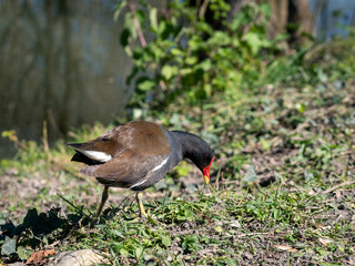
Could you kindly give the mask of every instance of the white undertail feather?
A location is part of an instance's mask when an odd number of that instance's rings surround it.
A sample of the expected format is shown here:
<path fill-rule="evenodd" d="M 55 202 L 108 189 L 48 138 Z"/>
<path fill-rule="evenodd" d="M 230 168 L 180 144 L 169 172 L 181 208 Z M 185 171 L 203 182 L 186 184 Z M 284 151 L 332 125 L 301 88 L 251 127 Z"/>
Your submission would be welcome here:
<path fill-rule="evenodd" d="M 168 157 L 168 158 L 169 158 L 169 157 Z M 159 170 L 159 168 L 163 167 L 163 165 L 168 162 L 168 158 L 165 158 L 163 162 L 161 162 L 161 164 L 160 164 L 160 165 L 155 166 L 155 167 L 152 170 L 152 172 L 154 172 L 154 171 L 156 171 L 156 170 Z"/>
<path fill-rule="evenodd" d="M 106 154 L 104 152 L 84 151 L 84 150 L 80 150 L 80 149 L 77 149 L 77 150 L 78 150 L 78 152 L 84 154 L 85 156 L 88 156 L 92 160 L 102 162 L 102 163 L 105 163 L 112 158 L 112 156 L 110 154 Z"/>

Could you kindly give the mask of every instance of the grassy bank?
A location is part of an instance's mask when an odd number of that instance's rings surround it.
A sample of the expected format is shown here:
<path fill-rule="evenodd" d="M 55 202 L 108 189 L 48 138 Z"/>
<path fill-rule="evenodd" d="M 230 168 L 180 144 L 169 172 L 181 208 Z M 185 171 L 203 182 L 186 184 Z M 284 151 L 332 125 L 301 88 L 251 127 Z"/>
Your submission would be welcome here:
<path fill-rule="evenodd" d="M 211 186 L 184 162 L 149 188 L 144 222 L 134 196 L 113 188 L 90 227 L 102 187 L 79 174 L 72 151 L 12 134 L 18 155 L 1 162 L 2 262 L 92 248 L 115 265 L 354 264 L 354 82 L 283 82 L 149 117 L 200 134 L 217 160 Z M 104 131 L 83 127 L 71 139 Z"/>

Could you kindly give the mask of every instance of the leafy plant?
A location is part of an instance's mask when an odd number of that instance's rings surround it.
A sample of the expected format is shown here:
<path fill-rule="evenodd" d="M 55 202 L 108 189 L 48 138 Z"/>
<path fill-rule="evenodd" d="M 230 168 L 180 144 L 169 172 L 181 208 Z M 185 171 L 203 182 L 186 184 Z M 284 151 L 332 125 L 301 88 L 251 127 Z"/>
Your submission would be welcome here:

◆ What to produce: Return all the records above word for word, with the pictures left out.

◆ Final result:
Could you kindly give the mask of every instance of the white undertail feather?
A location is part of an instance's mask when an odd number of that instance's rings surround it.
A sample of the expected format is shown here:
<path fill-rule="evenodd" d="M 55 202 L 108 189 L 48 138 Z"/>
<path fill-rule="evenodd" d="M 230 168 L 180 144 L 169 172 L 181 208 Z M 185 171 L 203 182 L 186 184 Z M 284 151 L 332 125 L 301 88 L 251 127 Z"/>
Your submission would be welcome here:
<path fill-rule="evenodd" d="M 168 157 L 168 158 L 169 158 L 169 157 Z M 159 170 L 159 168 L 163 167 L 163 165 L 168 162 L 168 158 L 165 158 L 163 162 L 161 162 L 161 164 L 160 164 L 160 165 L 155 166 L 155 167 L 152 170 L 152 172 L 154 172 L 154 171 L 156 171 L 156 170 Z"/>
<path fill-rule="evenodd" d="M 106 154 L 104 152 L 84 151 L 84 150 L 80 150 L 80 149 L 77 149 L 77 150 L 78 150 L 78 152 L 84 154 L 85 156 L 88 156 L 92 160 L 102 162 L 102 163 L 105 163 L 112 158 L 112 156 L 110 154 Z"/>

Could you kindly give the mask of every instance of the grassy bank?
A location is part of an instance's mask when an odd number of that instance's rings surround it.
A sample of the expected format is shown here:
<path fill-rule="evenodd" d="M 55 202 L 108 189 L 48 138 Z"/>
<path fill-rule="evenodd" d="M 230 168 L 180 144 L 169 172 L 181 208 Z M 185 171 L 203 182 L 186 184 Z M 284 151 L 332 125 L 301 88 L 251 127 Z"/>
Your submission would be welcome here:
<path fill-rule="evenodd" d="M 211 186 L 184 162 L 149 188 L 144 222 L 134 196 L 113 188 L 90 227 L 102 187 L 79 174 L 72 151 L 12 134 L 18 155 L 1 162 L 2 262 L 92 248 L 115 265 L 354 264 L 354 82 L 283 82 L 149 117 L 200 134 L 217 160 Z M 104 131 L 83 127 L 71 139 Z"/>

Could you kindly give the mask of every instance of the leafy plant?
A location is part of an instance's mask when an odd number of that instance's rings surround it.
A sample of the expected format is shown here:
<path fill-rule="evenodd" d="M 55 202 L 108 189 L 48 138 Z"/>
<path fill-rule="evenodd" d="M 230 168 L 180 144 L 169 172 L 181 208 Z M 185 171 L 203 182 L 186 184 Z M 284 151 L 332 125 L 301 88 L 251 127 Z"/>
Your submission would be welcome here:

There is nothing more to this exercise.